# [What to work on]
Starting with the first line of the data below, copy each line up to and including the one containing "[indicate] sofa armrest". Pictures stay out.

Point-per-instance localization data:
-- -- --
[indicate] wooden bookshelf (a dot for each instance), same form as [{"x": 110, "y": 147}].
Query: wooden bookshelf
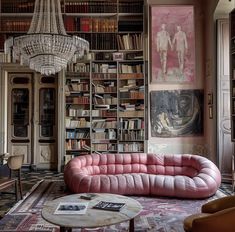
[
  {"x": 115, "y": 70},
  {"x": 232, "y": 73},
  {"x": 104, "y": 93}
]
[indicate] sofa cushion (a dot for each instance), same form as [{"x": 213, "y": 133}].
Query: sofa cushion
[{"x": 178, "y": 175}]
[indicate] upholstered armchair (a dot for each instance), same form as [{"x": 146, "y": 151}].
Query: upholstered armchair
[{"x": 216, "y": 216}]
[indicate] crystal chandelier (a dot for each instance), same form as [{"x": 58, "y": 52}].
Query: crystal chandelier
[{"x": 46, "y": 48}]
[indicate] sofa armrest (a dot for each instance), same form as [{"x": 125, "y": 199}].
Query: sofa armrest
[
  {"x": 218, "y": 204},
  {"x": 217, "y": 222}
]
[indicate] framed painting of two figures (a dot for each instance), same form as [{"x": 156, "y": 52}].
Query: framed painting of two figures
[{"x": 172, "y": 44}]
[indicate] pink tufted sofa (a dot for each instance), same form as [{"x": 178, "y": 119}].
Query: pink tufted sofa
[{"x": 185, "y": 176}]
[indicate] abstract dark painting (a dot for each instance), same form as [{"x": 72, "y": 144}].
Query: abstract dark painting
[{"x": 176, "y": 113}]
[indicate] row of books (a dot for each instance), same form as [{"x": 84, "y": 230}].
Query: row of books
[
  {"x": 131, "y": 147},
  {"x": 5, "y": 58},
  {"x": 133, "y": 68},
  {"x": 131, "y": 6},
  {"x": 101, "y": 76},
  {"x": 77, "y": 86},
  {"x": 131, "y": 75},
  {"x": 15, "y": 25},
  {"x": 17, "y": 6},
  {"x": 132, "y": 135},
  {"x": 77, "y": 100},
  {"x": 103, "y": 41},
  {"x": 90, "y": 7},
  {"x": 130, "y": 42},
  {"x": 95, "y": 113},
  {"x": 129, "y": 114},
  {"x": 104, "y": 7},
  {"x": 104, "y": 123},
  {"x": 73, "y": 112},
  {"x": 132, "y": 94},
  {"x": 106, "y": 99},
  {"x": 80, "y": 123},
  {"x": 82, "y": 68},
  {"x": 104, "y": 147},
  {"x": 104, "y": 68},
  {"x": 130, "y": 25},
  {"x": 131, "y": 124},
  {"x": 104, "y": 113},
  {"x": 104, "y": 134},
  {"x": 72, "y": 144},
  {"x": 77, "y": 135},
  {"x": 90, "y": 24},
  {"x": 104, "y": 89}
]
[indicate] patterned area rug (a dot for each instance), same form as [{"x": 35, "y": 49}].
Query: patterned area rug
[{"x": 158, "y": 215}]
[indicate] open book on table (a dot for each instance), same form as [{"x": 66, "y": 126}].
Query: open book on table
[
  {"x": 111, "y": 206},
  {"x": 71, "y": 208}
]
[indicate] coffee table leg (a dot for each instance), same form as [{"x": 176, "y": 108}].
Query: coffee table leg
[
  {"x": 65, "y": 229},
  {"x": 132, "y": 225}
]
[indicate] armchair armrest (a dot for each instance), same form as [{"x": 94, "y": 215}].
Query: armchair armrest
[
  {"x": 218, "y": 204},
  {"x": 217, "y": 222}
]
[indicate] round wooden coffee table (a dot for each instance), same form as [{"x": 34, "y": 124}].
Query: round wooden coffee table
[{"x": 93, "y": 218}]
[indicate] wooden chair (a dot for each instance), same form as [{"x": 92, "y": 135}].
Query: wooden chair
[
  {"x": 216, "y": 216},
  {"x": 14, "y": 163}
]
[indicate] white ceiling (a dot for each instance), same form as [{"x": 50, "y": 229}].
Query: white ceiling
[{"x": 224, "y": 7}]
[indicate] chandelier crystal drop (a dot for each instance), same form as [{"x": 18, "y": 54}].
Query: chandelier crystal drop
[{"x": 46, "y": 48}]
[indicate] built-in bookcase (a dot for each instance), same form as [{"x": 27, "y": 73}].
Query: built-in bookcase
[
  {"x": 113, "y": 109},
  {"x": 105, "y": 91},
  {"x": 232, "y": 73}
]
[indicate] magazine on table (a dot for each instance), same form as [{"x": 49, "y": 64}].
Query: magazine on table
[
  {"x": 71, "y": 208},
  {"x": 111, "y": 206}
]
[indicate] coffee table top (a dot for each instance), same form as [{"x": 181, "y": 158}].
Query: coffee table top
[{"x": 93, "y": 217}]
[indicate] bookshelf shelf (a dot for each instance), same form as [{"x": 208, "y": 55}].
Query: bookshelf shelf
[
  {"x": 113, "y": 118},
  {"x": 232, "y": 73}
]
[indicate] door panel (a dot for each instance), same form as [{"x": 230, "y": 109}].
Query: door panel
[
  {"x": 19, "y": 113},
  {"x": 225, "y": 146},
  {"x": 32, "y": 124}
]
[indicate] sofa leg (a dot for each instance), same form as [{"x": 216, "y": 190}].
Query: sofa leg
[{"x": 132, "y": 225}]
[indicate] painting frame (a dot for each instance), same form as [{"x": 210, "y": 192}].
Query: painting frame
[
  {"x": 176, "y": 113},
  {"x": 172, "y": 44}
]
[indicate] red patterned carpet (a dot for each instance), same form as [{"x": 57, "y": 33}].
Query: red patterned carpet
[{"x": 159, "y": 214}]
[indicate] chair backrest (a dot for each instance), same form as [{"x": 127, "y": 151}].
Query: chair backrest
[{"x": 15, "y": 162}]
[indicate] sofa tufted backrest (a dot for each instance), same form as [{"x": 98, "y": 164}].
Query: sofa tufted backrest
[
  {"x": 113, "y": 164},
  {"x": 180, "y": 175}
]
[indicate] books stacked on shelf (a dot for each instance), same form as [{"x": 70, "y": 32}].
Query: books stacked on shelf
[
  {"x": 101, "y": 76},
  {"x": 104, "y": 113},
  {"x": 104, "y": 68},
  {"x": 11, "y": 24},
  {"x": 111, "y": 206},
  {"x": 104, "y": 123},
  {"x": 103, "y": 41},
  {"x": 132, "y": 135},
  {"x": 130, "y": 6},
  {"x": 90, "y": 7},
  {"x": 80, "y": 69},
  {"x": 5, "y": 58},
  {"x": 82, "y": 99},
  {"x": 130, "y": 41},
  {"x": 77, "y": 145},
  {"x": 17, "y": 6},
  {"x": 104, "y": 147},
  {"x": 68, "y": 208},
  {"x": 131, "y": 68},
  {"x": 131, "y": 124},
  {"x": 90, "y": 24},
  {"x": 77, "y": 134},
  {"x": 131, "y": 147},
  {"x": 104, "y": 134},
  {"x": 73, "y": 112}
]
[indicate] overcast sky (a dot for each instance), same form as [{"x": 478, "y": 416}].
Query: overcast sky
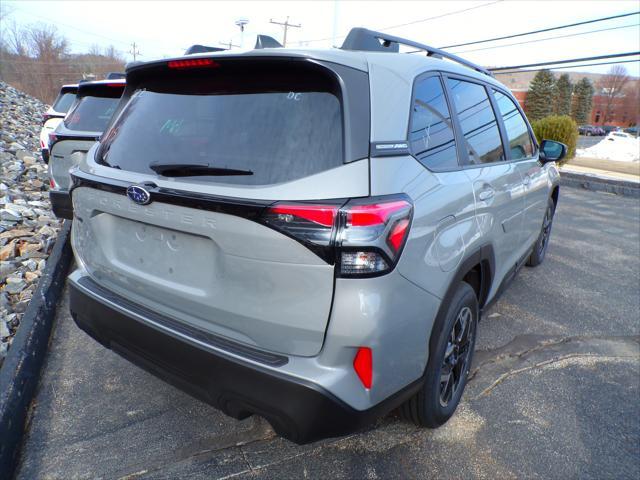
[{"x": 166, "y": 28}]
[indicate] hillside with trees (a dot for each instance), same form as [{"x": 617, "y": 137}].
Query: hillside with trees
[{"x": 37, "y": 60}]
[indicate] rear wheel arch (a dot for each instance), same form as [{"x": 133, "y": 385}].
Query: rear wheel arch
[
  {"x": 555, "y": 194},
  {"x": 481, "y": 263}
]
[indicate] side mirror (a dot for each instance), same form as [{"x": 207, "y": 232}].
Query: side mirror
[{"x": 552, "y": 151}]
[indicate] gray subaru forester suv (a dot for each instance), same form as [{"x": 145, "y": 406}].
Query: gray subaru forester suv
[{"x": 309, "y": 235}]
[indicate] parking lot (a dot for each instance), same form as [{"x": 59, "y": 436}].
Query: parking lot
[{"x": 554, "y": 389}]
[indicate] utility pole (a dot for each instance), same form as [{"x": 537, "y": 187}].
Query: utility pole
[
  {"x": 242, "y": 23},
  {"x": 229, "y": 45},
  {"x": 134, "y": 51},
  {"x": 286, "y": 26}
]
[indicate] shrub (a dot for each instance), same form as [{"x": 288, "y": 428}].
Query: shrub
[{"x": 560, "y": 128}]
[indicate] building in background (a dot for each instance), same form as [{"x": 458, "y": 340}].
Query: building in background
[{"x": 623, "y": 111}]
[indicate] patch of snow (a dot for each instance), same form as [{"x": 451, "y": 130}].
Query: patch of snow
[{"x": 616, "y": 146}]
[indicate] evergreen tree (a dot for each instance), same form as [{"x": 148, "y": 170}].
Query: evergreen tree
[
  {"x": 564, "y": 88},
  {"x": 540, "y": 96},
  {"x": 582, "y": 101}
]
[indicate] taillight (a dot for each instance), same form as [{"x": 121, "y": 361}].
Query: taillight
[
  {"x": 52, "y": 140},
  {"x": 308, "y": 222},
  {"x": 364, "y": 237},
  {"x": 193, "y": 63}
]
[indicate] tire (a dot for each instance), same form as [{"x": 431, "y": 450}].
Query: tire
[
  {"x": 541, "y": 245},
  {"x": 436, "y": 401}
]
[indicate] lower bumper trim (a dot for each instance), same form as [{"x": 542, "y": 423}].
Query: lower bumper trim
[
  {"x": 298, "y": 410},
  {"x": 61, "y": 204}
]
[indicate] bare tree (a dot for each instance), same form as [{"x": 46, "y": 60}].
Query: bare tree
[{"x": 611, "y": 86}]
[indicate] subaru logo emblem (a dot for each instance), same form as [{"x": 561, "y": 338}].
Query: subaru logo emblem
[{"x": 138, "y": 194}]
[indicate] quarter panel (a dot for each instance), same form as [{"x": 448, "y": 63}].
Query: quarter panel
[{"x": 64, "y": 155}]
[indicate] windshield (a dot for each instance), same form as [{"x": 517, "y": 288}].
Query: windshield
[
  {"x": 278, "y": 134},
  {"x": 92, "y": 114},
  {"x": 64, "y": 102}
]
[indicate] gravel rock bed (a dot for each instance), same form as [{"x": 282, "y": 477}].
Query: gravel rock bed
[{"x": 28, "y": 227}]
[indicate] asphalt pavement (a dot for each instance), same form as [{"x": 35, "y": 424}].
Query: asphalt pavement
[
  {"x": 585, "y": 141},
  {"x": 554, "y": 389}
]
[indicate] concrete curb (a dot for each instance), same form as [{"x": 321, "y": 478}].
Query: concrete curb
[
  {"x": 600, "y": 184},
  {"x": 20, "y": 371}
]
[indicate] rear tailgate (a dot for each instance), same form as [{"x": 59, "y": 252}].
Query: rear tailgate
[{"x": 197, "y": 251}]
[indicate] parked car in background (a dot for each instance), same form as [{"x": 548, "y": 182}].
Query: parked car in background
[
  {"x": 590, "y": 130},
  {"x": 632, "y": 131},
  {"x": 619, "y": 134},
  {"x": 54, "y": 115},
  {"x": 92, "y": 109},
  {"x": 277, "y": 234}
]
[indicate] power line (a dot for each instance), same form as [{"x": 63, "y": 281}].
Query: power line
[
  {"x": 574, "y": 60},
  {"x": 569, "y": 66},
  {"x": 541, "y": 30},
  {"x": 286, "y": 26},
  {"x": 547, "y": 38},
  {"x": 229, "y": 45},
  {"x": 454, "y": 12},
  {"x": 134, "y": 51}
]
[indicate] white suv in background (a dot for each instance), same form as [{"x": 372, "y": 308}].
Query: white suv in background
[{"x": 54, "y": 115}]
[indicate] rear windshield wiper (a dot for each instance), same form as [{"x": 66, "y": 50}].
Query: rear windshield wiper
[{"x": 194, "y": 169}]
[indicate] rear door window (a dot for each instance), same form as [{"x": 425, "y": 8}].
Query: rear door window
[
  {"x": 64, "y": 102},
  {"x": 520, "y": 144},
  {"x": 279, "y": 129},
  {"x": 431, "y": 136},
  {"x": 478, "y": 121},
  {"x": 91, "y": 114}
]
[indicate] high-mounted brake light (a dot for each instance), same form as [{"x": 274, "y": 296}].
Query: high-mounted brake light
[
  {"x": 363, "y": 366},
  {"x": 193, "y": 63}
]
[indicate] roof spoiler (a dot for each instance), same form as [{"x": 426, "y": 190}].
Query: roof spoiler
[
  {"x": 372, "y": 41},
  {"x": 265, "y": 41},
  {"x": 202, "y": 49}
]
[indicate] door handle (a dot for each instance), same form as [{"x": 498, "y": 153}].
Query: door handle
[{"x": 486, "y": 194}]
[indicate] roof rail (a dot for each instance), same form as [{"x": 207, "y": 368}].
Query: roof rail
[
  {"x": 202, "y": 49},
  {"x": 370, "y": 40}
]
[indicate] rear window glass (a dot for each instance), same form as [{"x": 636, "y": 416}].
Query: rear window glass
[
  {"x": 64, "y": 102},
  {"x": 520, "y": 143},
  {"x": 478, "y": 122},
  {"x": 431, "y": 134},
  {"x": 92, "y": 114},
  {"x": 278, "y": 129}
]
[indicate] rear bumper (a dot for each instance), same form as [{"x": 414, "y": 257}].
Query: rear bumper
[
  {"x": 299, "y": 410},
  {"x": 61, "y": 204}
]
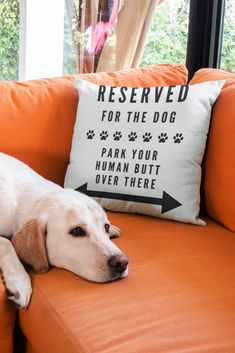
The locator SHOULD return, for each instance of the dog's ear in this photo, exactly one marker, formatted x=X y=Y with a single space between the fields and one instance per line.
x=30 y=245
x=114 y=232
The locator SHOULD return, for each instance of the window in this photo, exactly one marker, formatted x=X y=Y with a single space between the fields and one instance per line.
x=228 y=43
x=9 y=39
x=167 y=39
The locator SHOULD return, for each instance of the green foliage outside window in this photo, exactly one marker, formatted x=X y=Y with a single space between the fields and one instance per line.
x=9 y=39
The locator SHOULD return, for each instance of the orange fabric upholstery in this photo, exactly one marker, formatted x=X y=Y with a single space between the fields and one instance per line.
x=219 y=162
x=7 y=321
x=37 y=117
x=179 y=296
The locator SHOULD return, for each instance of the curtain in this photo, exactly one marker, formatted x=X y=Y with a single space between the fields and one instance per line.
x=109 y=34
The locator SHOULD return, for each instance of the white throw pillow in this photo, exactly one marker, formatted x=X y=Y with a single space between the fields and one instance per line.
x=140 y=149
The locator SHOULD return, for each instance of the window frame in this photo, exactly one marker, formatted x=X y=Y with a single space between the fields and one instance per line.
x=205 y=34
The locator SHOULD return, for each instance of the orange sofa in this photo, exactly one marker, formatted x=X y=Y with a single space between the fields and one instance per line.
x=180 y=293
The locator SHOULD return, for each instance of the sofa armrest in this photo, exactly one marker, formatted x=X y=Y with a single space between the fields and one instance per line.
x=7 y=321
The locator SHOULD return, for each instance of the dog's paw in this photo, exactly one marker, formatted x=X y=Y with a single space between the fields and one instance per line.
x=114 y=232
x=18 y=287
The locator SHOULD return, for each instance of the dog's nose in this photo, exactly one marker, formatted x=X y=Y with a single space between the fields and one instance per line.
x=118 y=263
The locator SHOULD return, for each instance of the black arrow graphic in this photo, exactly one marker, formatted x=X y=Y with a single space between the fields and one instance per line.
x=167 y=202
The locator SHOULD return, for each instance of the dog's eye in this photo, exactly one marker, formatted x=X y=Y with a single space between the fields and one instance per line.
x=106 y=227
x=77 y=232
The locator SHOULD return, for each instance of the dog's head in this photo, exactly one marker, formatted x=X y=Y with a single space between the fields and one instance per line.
x=70 y=230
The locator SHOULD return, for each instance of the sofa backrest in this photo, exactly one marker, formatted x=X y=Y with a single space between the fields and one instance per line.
x=218 y=182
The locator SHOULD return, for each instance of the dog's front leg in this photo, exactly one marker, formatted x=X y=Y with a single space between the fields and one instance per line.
x=15 y=277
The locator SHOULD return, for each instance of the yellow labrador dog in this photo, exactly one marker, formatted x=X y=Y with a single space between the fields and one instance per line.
x=51 y=226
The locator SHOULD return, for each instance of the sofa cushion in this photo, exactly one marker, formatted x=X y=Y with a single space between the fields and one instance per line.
x=37 y=117
x=219 y=162
x=179 y=295
x=7 y=321
x=158 y=172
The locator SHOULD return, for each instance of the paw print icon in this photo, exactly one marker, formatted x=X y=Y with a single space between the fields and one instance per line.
x=162 y=137
x=132 y=136
x=104 y=135
x=147 y=137
x=117 y=136
x=90 y=134
x=178 y=138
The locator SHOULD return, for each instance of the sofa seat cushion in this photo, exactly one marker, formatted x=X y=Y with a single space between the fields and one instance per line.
x=179 y=295
x=7 y=321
-- -- --
# [Response to this exercise]
[indicate] wooden bookshelf (a dot for each instance), same form as [{"x": 110, "y": 147}].
Query: wooden bookshelf
[
  {"x": 115, "y": 70},
  {"x": 232, "y": 73},
  {"x": 104, "y": 93}
]
[indicate] sofa cushion (a dot for each instance), same form as [{"x": 213, "y": 133}].
Query: sofa cushion
[{"x": 178, "y": 175}]
[indicate] upholstered armchair (a dot for each instance), same form as [{"x": 146, "y": 151}].
Query: upholstered armchair
[{"x": 216, "y": 216}]
[indicate] crystal chandelier (a dot for each instance), same form as [{"x": 58, "y": 52}].
Query: crystal chandelier
[{"x": 46, "y": 48}]
[indicate] sofa armrest (a dot for each instance), same form as [{"x": 125, "y": 199}].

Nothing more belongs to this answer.